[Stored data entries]
══════════

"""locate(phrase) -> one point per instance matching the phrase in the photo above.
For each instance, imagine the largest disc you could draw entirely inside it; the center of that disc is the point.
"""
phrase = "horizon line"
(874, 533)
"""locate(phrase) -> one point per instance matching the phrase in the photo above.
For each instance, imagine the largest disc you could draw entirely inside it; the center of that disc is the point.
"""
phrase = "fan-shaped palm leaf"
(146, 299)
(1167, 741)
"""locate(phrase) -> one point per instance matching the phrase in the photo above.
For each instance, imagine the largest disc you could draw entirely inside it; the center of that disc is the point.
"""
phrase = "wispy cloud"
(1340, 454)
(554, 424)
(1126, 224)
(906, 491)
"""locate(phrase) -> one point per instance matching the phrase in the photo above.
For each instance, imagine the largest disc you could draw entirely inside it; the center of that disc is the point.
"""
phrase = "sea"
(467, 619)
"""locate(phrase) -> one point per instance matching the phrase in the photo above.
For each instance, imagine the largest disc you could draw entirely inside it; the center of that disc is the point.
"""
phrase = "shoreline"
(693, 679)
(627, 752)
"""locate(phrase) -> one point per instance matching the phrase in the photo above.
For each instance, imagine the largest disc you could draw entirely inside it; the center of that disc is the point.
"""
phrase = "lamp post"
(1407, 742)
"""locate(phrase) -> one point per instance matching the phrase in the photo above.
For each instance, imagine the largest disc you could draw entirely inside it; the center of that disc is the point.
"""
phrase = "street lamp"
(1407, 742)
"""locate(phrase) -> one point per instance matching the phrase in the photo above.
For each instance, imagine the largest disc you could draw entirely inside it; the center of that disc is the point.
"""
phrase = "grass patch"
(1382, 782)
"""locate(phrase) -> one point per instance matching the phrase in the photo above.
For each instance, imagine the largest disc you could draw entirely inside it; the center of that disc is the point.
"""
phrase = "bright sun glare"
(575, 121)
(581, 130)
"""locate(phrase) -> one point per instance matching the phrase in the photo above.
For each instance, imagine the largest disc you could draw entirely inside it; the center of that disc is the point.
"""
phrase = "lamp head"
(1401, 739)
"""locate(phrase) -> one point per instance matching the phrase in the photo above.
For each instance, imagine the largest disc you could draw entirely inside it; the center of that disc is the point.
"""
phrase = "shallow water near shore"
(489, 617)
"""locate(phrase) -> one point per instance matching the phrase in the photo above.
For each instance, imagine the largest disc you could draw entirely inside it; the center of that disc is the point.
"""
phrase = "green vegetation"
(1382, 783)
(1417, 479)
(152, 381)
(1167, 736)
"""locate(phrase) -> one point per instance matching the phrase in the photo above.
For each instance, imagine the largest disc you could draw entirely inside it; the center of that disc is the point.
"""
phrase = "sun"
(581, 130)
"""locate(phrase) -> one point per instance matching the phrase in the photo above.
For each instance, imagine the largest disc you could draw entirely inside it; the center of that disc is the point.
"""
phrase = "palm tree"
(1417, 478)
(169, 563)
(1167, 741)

══════════

EXERCISE -
Word for word, give back all of the records.

TASK RESPONSE -
"""locate(phrase) -> one point per instance matching the phrase in the photo above.
For each instance, imagine the largest disc you could draw entirely inside it; the center of that disc is the point.
"""
phrase = "horizon line"
(874, 533)
"""locate(phrase) -> one point per instance matching the phrase in the photo above.
For each instance, imagine the largest disc you could draw entirely inside it; the center of that disc is the point.
"""
phrase = "fan-shaped palm leaf"
(146, 299)
(1167, 741)
"""locate(phrase) -> one point per instance matching the phrase in the photo above.
For each instance, imagine the largest disc you could draw entirely inside it; the center of that disc is the point.
"""
phrase = "wispy cloud"
(1340, 454)
(554, 424)
(1126, 224)
(906, 491)
"""locate(phrase) -> one point per instance matching the phrase in the photo above.
For each instance, imagine the largest disc you could draw entirely inside it; the center of that disc is the point.
"""
phrase = "sea"
(467, 619)
"""locate(phrase) -> one point per instance matching the phrase in the photo above.
For each instance, imagine the largest disc you could draw entirely inside it; the center of that disc is the point.
"""
phrase = "shoreline"
(693, 679)
(627, 752)
"""locate(phrase) -> one point per instance matching the phrase in the photo above.
For each instance, imagine the largest disc you could draw entirely inside it; the center of that disc is the point.
"""
phrase = "lamp post"
(1407, 742)
"""locate(phrase) -> one point per instance matching the phrase in the photo above.
For each instance, imagine the largest disc you could draw entirely inside it; the center of that disc is the point.
"""
phrase = "street lamp"
(1407, 742)
"""locate(phrase) -> one point per instance matching the phrase in the photo above.
For each instance, imagine the largest disc you could draw entirely inside it; the center of that disc is the point.
"""
phrase = "grass patch"
(1382, 782)
"""locate(phrase) -> one point per instance matching the phrase in the photo above.
For each instance, imagine the largest disc you could draw entirely inside it; the center of that disc is the point.
"""
phrase = "bright sun glare"
(575, 121)
(581, 130)
"""locate(phrase) -> one point per instance matching the phrase in the photo above.
For each instance, imagine the largest disc you could draw entirely inside it; the center of that disc is the point.
"""
phrase = "lamp head"
(1401, 739)
"""locate(phrase) -> one point per instance matching the phrase in the photo above.
For each instance, imagine the largest disc you could draw entirely inside it; the center of that disc is the point.
"""
phrase = "shallow water near shore"
(489, 617)
"""locate(phrase) -> one point per instance matching the phrase in the photo above.
For each instance, imagine the largest disc you could draw entirely inside it; the center of that disc is the point.
"""
phrase = "green vegetation"
(1382, 783)
(1417, 479)
(152, 381)
(1167, 736)
"""locate(phrase) -> one point per instance matching the phrase in the photo above.
For each instance, imagine the largest disc you could draw entirely inside it; the center of that disc is the point.
"""
phrase = "sun"
(581, 130)
"""locate(phrase) -> one point per instance matching the phrase in the photo above.
For each instance, imagine the largest disc you could draw entirely inside it; the center of that disc is the point.
"""
phrase = "palm tree"
(1417, 478)
(169, 563)
(1167, 741)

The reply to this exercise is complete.